▶ EXERCISE REQUIREMENTS
[a] Starting with "Understanding Scott v." and going on through "and the Judiciary.", write out that stretch of the Scott v. Avery clause article again, swapping "roadblock" for "obstacle".
[b] Resume the article on the Scott v. Avery clause, carrying on after its last sentence.

▶ EXTRACT TO READ
---------------

Understanding Scott v. Avery Clause
- Anubhav Sinha
- Apr 26
- 7 min read
[Anubhav is an Advocate practicing before the Bombay High Court.]
The arbitration landscape in India has been witnessing numerous developments in the recent past which are focused on increasing the efficiency of the arbitration proceedings. The proceedings can be inter alia hindered through judicial intervention which acts as a major roadblock in ensuring a speedy disposal of a dispute. Courts may sometimes exercise its power to intervene with the proceedings and step into the shoes of an arbitrator; such intervention by the courts tend to eclipse the jurisdiction of an arbitral tribunal by deciding the core issues of the dispute. This anomaly has always been in the crosshairs of the pro-arbitration school of thought and the Judiciary.

---------------

▶ INFORMATION PROVIDED
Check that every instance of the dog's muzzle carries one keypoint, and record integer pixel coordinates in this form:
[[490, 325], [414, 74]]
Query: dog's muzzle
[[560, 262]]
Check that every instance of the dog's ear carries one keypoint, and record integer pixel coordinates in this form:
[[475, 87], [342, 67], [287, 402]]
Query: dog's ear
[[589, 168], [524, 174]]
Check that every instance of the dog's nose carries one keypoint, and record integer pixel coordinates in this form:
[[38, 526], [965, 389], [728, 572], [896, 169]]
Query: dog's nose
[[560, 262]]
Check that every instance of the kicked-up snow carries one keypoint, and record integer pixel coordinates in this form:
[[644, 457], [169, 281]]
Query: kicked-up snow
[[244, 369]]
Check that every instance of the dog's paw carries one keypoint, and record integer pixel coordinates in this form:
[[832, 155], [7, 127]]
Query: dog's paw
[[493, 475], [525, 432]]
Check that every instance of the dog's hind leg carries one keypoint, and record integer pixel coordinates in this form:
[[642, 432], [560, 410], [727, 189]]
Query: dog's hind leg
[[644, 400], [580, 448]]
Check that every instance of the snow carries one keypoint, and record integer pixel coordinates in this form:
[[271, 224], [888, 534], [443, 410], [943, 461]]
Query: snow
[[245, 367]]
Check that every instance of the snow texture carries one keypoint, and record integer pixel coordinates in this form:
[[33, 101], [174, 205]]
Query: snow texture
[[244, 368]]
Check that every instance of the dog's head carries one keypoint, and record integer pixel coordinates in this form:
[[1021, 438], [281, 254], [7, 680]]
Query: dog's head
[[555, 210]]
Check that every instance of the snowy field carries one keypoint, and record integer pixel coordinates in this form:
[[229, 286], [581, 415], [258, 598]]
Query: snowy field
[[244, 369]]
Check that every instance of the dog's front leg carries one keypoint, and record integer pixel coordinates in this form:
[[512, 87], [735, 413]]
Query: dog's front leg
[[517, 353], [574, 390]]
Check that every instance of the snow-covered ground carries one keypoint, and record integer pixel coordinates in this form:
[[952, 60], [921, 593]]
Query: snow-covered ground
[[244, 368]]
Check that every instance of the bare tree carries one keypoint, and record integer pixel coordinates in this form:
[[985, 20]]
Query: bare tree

---------------

▶ RESPONSES PER TASK
[a]
Understanding Scott v. Avery Clause
- Anubhav Sinha
- Apr 26
- 7 min read
[Anubhav is an Advocate practicing before the Bombay High Court.]
The arbitration landscape in India has been witnessing numerous developments in the recent past which are focused on increasing the efficiency of the arbitration proceedings. The proceedings can be inter alia hindered through judicial intervention which acts as a major obstacle in ensuring a speedy disposal of a dispute. Courts may sometimes exercise its power to intervene with the proceedings and step into the shoes of an arbitrator; such intervention by the courts tend to eclipse the jurisdiction of an arbitral tribunal by deciding the core issues of the dispute. This anomaly has always been in the crosshairs of the pro-arbitration school of thought and the Judiciary.

[b]
The above-mentioned premise has been taken well into consideration by the seven judge bench of the Hon’ble Supreme Court of India in NN Global Mercantile (Private) Limited v. Indo Unique Flame Limited, wherein the apex court inter alia held that an unstamped or insufficiently stamped arbitration agreements cannot be the ground for rendering an arbitration agreement void or void ab initio. Courts are henceforth devoid of the powers to make such declaration under applications filed under Section 11 or 8 of the Arbitration and Conciliation Act 1996 (Act) as such powers are vested with the arbitrator and such insufficient stamping of an arbitration agreement is a curable defect, thereby narrowing the jurisdiction of the courts.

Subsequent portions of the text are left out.